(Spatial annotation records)
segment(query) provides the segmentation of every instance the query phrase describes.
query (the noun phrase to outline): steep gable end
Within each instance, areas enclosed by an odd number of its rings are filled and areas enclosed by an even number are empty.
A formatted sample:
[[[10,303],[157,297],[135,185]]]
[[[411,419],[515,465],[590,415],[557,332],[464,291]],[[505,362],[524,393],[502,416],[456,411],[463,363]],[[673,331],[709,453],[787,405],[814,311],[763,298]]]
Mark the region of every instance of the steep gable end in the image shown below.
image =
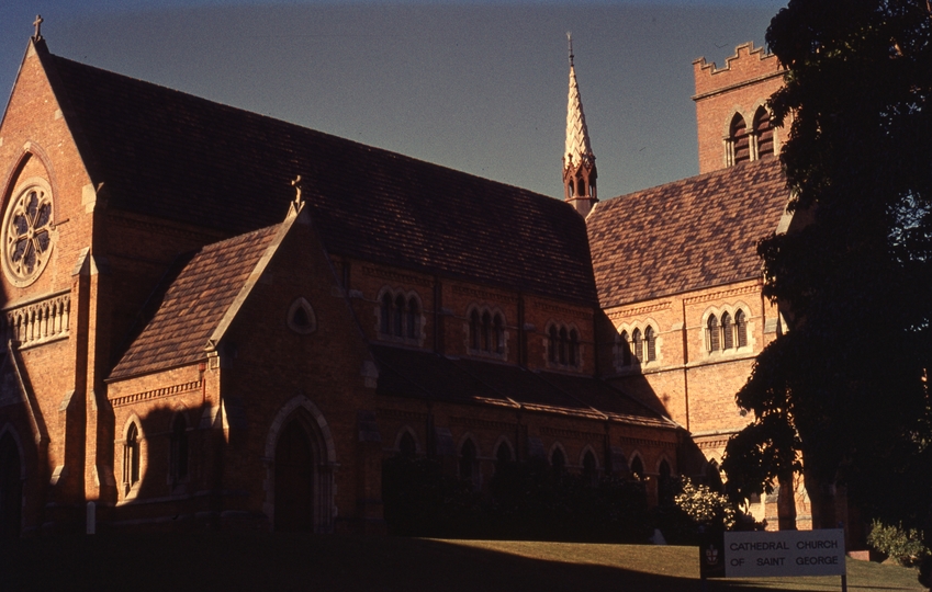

The task: Reproduce every line of the records above verbatim, leaving out the pictures.

Correct response:
segment(query) provides the segmentation of every instance the query phrase describes.
query (the noun phrase to outline): steep gable end
Within each instance, areas enclosed by an odd number of its rings are filled and areas enclosed by an even number are empty.
A formatted sample:
[[[10,303],[157,297],[135,185]]]
[[[411,419],[515,465],[590,415],[557,332],[464,291]],[[505,362],[524,393],[502,416],[456,411],[463,363]],[[673,331],[709,453],[787,405],[814,311],[763,298]]]
Mark the region of every instance of the steep gable end in the image shown below.
image =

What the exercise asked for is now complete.